ЗАДАНИЕ - Перескажите, пожалуйста, в виде короткого списка абзац отрывка, начинающийся словами «Заостряя и подчеркивая», сохранив его главные факты.

ФРАГМЕНТ СТРАНИЦЫ -
***

— Зачем они это делают? — спрашивает Хирам.
— Можно смолоть, будет мука, или сварить — будет хорошая каша.
— Вы дьявольски бедны,— смеется Хирам.— У нас этим топят печи.
Он расхваливает лучшие в мире магазины (американские), заваленные самыми лучшими в мире товарами (тоже американскими), в которых покупателю предоставляется сто способов наилучшим образом истратить деньги.
Потом, кивнув в сторону цепочки грузчиков, таскающих на загорбках семипудовые мешки, он самодовольно добавляет:
- У нас этого нет! Подача груза должна делаться машиной! Вы теряете уйму времени, кучу денег! Черт меня побери, если вы встанете на ноги при такой работе.
Заостряя и подчеркивая в облике Хирама Гордона крайнюю самоуверенность, его безграничное самодовольство как преобладающую черту характера, Ильф набрасывает выразительный сатирический портрет старшего помощника с парохода «Бечуаланд». В своем «самораскрытии» Хирам весьма последователен. Он, например, твердо убежден, что после его рассказов каждому человеку станет абсолютно ясно, что жизнь в Америке полна упоения и что каждый погонщик мулов может сделаться президентом США или же, на худой конец, миллионером. Но, слушая Хирама, Ильф думает о тех, кто в Америке еще не успели сделаться президентами или миллионерами, об Америке «рабочих мускулов» и маленьких городков, которую спустя много лет они с Петровым будут называть «одноэтажной». Пожалуй, в этой части рассуждениям Ильфа еще недоставало живых красок. Они появились позже, после поездки в США. И конечно, описание фордовского конвейера больше запоминается по «Одноэтажной Америке», чем по фельетону «Лучшая в мире страна», где трудно отделаться от ощущения, что это не более чем пересказ чужих статей о Форде. Но самый спор, столкновение полярно противоположных взглядов даны остро. Точны картинки одесской жизни, которую Хирам Гордон увидел еще такой бедной. Нищета Одессы как будто прямо свидетельствует в пользу аргументов Хирама Гордона. Но истина не на его стороне. Сытое, мещанское благополучие Хирама внушало Ильфу глубочайшее презрение.

***

ПЕРЕЧЕНЬ ЗАПИСЕЙ -
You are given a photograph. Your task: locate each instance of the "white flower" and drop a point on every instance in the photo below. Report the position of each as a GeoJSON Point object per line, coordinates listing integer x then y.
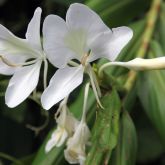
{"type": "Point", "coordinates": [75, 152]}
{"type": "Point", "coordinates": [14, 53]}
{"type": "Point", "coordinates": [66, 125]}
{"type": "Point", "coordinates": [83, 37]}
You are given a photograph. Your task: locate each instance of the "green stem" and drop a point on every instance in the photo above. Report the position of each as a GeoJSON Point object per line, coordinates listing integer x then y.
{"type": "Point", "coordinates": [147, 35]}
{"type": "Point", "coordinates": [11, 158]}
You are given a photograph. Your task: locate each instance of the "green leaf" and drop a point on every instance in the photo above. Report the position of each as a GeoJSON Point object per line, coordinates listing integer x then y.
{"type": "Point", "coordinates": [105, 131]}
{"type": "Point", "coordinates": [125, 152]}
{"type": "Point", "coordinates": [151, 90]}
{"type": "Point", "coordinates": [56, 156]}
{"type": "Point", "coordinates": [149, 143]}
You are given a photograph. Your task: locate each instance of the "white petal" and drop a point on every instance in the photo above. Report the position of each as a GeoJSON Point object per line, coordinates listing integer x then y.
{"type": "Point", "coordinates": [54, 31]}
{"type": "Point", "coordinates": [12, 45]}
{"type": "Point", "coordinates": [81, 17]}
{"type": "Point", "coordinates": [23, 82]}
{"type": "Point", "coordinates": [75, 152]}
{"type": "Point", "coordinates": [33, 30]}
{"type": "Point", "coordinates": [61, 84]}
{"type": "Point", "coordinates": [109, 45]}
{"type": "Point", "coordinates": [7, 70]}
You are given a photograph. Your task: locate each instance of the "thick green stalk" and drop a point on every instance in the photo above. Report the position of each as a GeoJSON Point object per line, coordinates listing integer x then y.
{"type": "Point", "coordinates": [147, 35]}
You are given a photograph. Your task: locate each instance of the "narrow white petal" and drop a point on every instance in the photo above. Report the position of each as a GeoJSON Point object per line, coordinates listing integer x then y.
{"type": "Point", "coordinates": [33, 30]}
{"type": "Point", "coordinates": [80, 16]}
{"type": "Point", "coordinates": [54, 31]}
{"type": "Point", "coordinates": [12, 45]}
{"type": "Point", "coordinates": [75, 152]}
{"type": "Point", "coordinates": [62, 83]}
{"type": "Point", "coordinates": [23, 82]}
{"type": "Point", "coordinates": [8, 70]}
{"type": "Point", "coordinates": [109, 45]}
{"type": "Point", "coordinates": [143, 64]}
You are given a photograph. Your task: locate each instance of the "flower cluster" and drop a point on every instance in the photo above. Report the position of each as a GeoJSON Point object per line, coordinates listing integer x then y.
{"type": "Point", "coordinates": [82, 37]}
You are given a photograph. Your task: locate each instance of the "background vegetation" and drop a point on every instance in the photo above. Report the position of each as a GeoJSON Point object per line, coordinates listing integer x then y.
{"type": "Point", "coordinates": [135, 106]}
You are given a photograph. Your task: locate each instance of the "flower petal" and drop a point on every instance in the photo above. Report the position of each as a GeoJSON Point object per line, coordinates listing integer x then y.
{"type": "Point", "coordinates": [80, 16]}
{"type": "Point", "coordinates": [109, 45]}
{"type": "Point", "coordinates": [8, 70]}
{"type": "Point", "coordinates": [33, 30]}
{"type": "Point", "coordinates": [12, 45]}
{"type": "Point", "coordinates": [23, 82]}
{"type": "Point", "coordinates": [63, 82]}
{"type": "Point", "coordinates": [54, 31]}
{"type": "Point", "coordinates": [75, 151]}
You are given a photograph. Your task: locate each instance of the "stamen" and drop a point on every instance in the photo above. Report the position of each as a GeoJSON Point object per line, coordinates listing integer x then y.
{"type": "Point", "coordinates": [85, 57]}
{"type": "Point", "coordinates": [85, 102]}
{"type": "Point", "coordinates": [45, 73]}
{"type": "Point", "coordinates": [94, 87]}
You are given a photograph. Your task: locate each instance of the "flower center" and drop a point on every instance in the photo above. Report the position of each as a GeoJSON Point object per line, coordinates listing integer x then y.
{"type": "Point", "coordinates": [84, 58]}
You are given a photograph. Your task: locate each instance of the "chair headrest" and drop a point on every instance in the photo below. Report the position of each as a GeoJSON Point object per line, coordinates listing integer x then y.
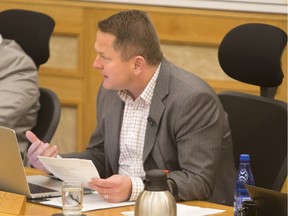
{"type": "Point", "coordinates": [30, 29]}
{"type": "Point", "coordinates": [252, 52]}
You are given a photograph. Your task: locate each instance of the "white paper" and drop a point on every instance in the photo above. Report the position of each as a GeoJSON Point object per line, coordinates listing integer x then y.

***

ПИСЬМЕННЫЙ ОТВЕТ -
- Ильф набрасывает сатирический портрет Хирама Гордона, старшего помощника с парохода «Бечуаланд», выделяя его крайнюю самоуверенность и самодовольство.
- Хирам убежден, что жизнь в Америке полна упоения и любой погонщик мулов может стать президентом США или миллионером.
- Ильф же думает об Америке «рабочих мускулов» и маленьких городков, которую позже вместе с Петровым назовет «одноэтажной».
- Этим рассуждениям еще недоставало живых красок, они появились после поездки в США. Описание фордовского конвейера лучше запоминается по «Одноэтажной Америке», чем по фельетону «Лучшая в мире страна», похожему на пересказ чужих статей о Форде.
- Зато спор противоположных взглядов дан остро, а картинки бедной одесской жизни точны.
- Нищета Одессы как будто подтверждает доводы Хирама, но истина не на его стороне: его сытое мещанское благополучие внушало Ильфу глубочайшее презрение.